PROBLEM STATEMENT - Identify the line that contains "Where can you spot the pale" in the material. Output it and every line after it, unchanged, through the end.

======== DATASET EXCERPTS ========

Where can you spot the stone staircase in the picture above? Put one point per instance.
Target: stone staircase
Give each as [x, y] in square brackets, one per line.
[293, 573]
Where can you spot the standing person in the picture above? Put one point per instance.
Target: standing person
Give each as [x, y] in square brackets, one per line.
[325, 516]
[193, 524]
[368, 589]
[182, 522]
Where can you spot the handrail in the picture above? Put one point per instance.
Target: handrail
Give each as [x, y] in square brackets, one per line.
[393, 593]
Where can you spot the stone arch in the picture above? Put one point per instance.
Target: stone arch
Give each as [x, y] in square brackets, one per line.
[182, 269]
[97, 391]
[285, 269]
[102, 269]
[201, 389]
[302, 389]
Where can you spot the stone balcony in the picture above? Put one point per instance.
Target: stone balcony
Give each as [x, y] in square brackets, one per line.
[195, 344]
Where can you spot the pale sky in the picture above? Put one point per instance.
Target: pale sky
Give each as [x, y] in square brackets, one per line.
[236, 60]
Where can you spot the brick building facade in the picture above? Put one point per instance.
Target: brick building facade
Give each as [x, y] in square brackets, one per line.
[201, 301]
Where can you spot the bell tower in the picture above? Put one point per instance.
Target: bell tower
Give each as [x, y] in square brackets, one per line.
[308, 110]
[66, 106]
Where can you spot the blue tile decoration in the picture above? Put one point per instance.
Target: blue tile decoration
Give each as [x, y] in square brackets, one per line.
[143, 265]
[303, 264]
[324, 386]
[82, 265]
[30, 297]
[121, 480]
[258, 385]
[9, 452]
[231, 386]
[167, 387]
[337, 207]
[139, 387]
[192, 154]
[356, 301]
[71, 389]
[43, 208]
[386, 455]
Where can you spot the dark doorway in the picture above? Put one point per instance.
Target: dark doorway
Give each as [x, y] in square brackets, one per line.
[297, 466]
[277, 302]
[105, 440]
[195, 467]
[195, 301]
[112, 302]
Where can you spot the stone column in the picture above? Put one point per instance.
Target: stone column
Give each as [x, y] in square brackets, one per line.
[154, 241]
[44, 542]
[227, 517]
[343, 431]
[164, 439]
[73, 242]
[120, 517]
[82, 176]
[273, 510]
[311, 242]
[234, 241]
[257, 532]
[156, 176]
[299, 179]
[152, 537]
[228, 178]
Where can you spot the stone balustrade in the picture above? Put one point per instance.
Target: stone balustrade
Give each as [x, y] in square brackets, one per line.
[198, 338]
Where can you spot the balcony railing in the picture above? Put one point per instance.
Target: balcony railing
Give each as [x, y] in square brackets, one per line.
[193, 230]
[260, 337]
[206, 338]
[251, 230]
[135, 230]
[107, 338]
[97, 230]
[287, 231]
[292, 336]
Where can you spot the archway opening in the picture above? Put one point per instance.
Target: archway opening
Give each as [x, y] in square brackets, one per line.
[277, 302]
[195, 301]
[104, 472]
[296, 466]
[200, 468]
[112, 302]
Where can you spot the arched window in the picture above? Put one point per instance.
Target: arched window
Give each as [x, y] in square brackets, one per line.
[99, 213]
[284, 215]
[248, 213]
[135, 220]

========

WORKED SOLUTION -
Where can you spot the pale sky in the picture above? Put one point per instance.
Target: pale sky
Give each as [x, y] in square brackets, one per line.
[236, 60]
Where can you spot the brick building facade in the picture above? Put one point per instance.
Target: brick building facade
Give each as [x, y] in square brackets, one per line.
[201, 301]
Where can you spot the bell tower in the picture above? Put one point per instance.
Target: bell tower
Give each as [x, y] in square brackets, one per line.
[308, 110]
[66, 106]
Where can you spot the blue tile decoration in the picture above? Put one point per instance.
Target: blue tile decoration
Give each as [x, y] in square brackets, one per line.
[143, 265]
[303, 264]
[324, 386]
[82, 265]
[30, 297]
[121, 480]
[258, 385]
[9, 452]
[231, 386]
[167, 387]
[337, 207]
[139, 387]
[192, 154]
[356, 301]
[71, 389]
[43, 208]
[386, 455]
Where can you spot the dark doorway in the picture above? Put one point per instance.
Target: dark doorway
Give each as [x, y] in square brackets, one per line.
[297, 466]
[277, 302]
[105, 440]
[195, 467]
[195, 301]
[112, 302]
Where can you spot the stone column in the picture above? Put one point per instance.
Target: stone column
Give each as [x, y] in square brackets, one per line.
[154, 241]
[44, 542]
[227, 517]
[343, 431]
[164, 439]
[73, 242]
[120, 517]
[82, 176]
[273, 510]
[311, 242]
[234, 241]
[257, 532]
[156, 176]
[299, 179]
[152, 537]
[228, 178]
Where can you spot the stone balustrade in the picture above? Put one point per instance.
Target: stone balustrade
Give each as [x, y] in square brackets, one per line.
[198, 338]
Where can you spot the balcony railing in the picture above? Put one point per instance.
Target: balcony railing
Give each as [x, y] in square brackets, one per line.
[193, 230]
[260, 337]
[206, 338]
[251, 230]
[135, 230]
[107, 338]
[97, 230]
[287, 231]
[292, 336]
Where can you spot the archway opening in the picture above? Put one point per instance.
Target: archway opening
Give each as [x, y] in square brackets, one per line.
[277, 302]
[195, 301]
[104, 472]
[296, 466]
[200, 468]
[112, 302]
Where can you spot the arched window in the picture above? Put one point per instance.
Target: arched window
Give each as [x, y] in square brackets, one per line.
[99, 213]
[284, 215]
[248, 213]
[135, 220]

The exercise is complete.